## Activity
The whole listing must be returned exactly, with no line missing.

## Material supplied
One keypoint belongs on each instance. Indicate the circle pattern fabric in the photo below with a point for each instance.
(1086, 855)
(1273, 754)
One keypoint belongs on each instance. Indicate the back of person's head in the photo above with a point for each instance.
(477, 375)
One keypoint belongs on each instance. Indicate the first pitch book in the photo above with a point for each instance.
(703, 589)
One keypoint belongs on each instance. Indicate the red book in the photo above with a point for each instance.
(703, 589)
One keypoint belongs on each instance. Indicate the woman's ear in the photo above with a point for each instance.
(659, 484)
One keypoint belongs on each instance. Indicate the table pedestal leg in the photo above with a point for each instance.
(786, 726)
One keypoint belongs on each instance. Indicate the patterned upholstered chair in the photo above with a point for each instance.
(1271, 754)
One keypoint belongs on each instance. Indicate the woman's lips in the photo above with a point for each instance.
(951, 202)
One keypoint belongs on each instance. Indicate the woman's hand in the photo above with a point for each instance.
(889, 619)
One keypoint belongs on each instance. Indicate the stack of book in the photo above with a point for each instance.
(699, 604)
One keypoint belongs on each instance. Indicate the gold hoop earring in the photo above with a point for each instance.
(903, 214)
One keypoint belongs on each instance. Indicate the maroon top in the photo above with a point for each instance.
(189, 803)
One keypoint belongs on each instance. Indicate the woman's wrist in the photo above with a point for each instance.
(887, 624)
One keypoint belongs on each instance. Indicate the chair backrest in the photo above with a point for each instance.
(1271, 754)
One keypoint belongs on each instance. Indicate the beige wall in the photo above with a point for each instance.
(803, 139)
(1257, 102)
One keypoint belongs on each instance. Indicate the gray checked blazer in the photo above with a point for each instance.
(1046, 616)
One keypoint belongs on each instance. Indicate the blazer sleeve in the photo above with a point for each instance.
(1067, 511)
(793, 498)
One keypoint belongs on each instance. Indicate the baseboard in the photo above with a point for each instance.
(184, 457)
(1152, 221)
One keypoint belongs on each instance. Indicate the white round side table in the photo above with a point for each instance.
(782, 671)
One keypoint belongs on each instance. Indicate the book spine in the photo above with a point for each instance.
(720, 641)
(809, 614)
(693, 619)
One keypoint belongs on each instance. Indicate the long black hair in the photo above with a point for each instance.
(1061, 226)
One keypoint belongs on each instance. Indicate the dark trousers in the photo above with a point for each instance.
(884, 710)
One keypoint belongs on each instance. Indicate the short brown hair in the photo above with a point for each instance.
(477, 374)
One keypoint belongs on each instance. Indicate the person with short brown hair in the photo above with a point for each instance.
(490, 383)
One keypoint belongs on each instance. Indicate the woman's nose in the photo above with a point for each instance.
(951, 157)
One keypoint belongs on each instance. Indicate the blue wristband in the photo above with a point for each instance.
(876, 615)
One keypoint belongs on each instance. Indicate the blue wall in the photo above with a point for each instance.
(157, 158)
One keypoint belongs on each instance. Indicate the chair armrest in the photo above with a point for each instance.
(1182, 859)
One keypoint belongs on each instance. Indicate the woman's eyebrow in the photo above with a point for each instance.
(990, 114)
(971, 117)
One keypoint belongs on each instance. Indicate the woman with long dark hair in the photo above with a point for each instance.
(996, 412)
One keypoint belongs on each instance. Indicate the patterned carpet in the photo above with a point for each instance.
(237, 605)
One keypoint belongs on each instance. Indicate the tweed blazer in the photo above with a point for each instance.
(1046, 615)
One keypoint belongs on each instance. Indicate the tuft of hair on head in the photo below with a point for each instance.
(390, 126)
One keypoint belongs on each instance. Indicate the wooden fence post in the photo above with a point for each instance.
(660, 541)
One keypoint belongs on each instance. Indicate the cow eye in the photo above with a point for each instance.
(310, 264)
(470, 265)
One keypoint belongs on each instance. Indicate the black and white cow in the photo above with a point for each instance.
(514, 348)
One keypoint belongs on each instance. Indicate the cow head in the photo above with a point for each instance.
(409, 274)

## Response to the exercise
One keypoint belongs on each instance. Indicate the circle pattern fabric in the photo below with a point for each instance.
(1086, 855)
(1273, 754)
One keypoint belongs on each instance. Indicate the back of person's head in the photo above with a point for each instance.
(477, 375)
One keypoint belongs on each instance. Indicate the first pitch book in the photo above with a point for each instance.
(703, 589)
One keypoint belongs on each instance. Indicate the red book in the photo above with a point for each instance.
(703, 589)
One keypoint belongs on each instance. Indicate the woman's ear in the photo above with a point for each instance.
(659, 484)
One keypoint belongs on each instance. Indicate the table pedestal leg in the photo above with a point for each instance.
(786, 726)
One keypoint belongs on each instance. Indicate the patterned upholstered chair in the photo above with a point for each instance.
(1271, 754)
One keypoint belongs on each instance. Indicate the woman's lips in the photo above with a point for each instance.
(951, 202)
One keypoint belongs on each instance. Indicate the woman's hand in the photo above with a point for each instance.
(889, 619)
One keypoint belongs on each instance. Indicate the stack of book in the photo above with a point for each instance.
(699, 604)
One keypoint belongs on each instance. Indicate the gold hoop earring in the photo above with a point for each instance.
(903, 214)
One keypoint belongs on each instance. Indicate the maroon top in the photo above with a point for each instance.
(189, 803)
One keypoint belongs on each instance. Indicate the woman's wrist in the photo above with a point for each instance.
(887, 624)
One keypoint belongs on each instance. Indicate the chair backrest in the photo above with a point for each instance.
(1271, 754)
One keypoint belongs on each instance. Indicate the beige wall in the photo above with a point for each instance.
(803, 139)
(1257, 102)
One keypoint belongs on each instance. Indicate the gray checked blazer in the photo above with a point for each instance.
(1046, 616)
One keypoint belongs on each instance. Indicate the blazer sleeve in the photo above with a point for each instance.
(1067, 511)
(793, 498)
One keypoint belongs on each instance. Indicate the baseboard in the photo above with a point for each instance.
(184, 457)
(1152, 221)
One keypoint belongs on each instance. Indicate the white round side table in the photo above with a point for each instance.
(782, 671)
One keypoint belongs on each instance. Indicate the book spine in the photo above with a point for each instance.
(720, 641)
(809, 614)
(693, 619)
One keypoint belongs on each instance. Indicate the long black hair in the photo above with a point for each instance.
(1061, 226)
One keypoint belongs on each instance. Indicate the dark trousers in the photo above with a point for each instance.
(884, 710)
One keypoint belongs on each instance. Indicate the short brown hair in the photo above with a point for each instance.
(477, 374)
One keypoint belongs on each instance. Indicate the person with short brown hair in the photo above with a point for each instance.
(490, 383)
One keypoint belongs on each instance. Indicate the woman's nose in the photo above with a point for each instance.
(951, 157)
One keypoint belongs on each instance. Indicate the blue wristband in the photo above with a point for each instance.
(876, 615)
One keypoint belongs on each instance. Indicate the blue wall in the photo above with a point for each instance.
(157, 158)
One keypoint belongs on each instance. Indicate the chair armrest in the photo above with a point for each instance.
(1182, 859)
One keypoint belongs on each instance. Indicate the woman's eyebrow in the photo above with a point for each instance.
(990, 114)
(971, 117)
One keypoint belongs on each instance. Indicate the woman with long dark hair in the photo above with a point for each instance.
(996, 412)
One keypoint belongs on each instance. Indicate the patterned carpet in the photo above with a point for each instance.
(237, 605)
One keypoint belongs on each instance. Indicate the tweed blazer in the photo above with a point for each instance.
(1046, 615)
One keypoint belongs on each instance. Indicate the tuft of hair on head in the photo below with a point for each instance.
(390, 126)
One keypoint belongs on each instance. Indicate the wooden fence post in the photo above with a point for each instance.
(660, 541)
One keypoint belongs on each instance. Indicate the cow eye in the photo above with a point for each instance.
(310, 264)
(470, 265)
One keypoint belongs on each instance. Indicate the black and white cow in the photo above with a point for each instance.
(514, 348)
One keypoint belongs on each instance. Indicate the cow head in the photo above with a point for each instance.
(409, 274)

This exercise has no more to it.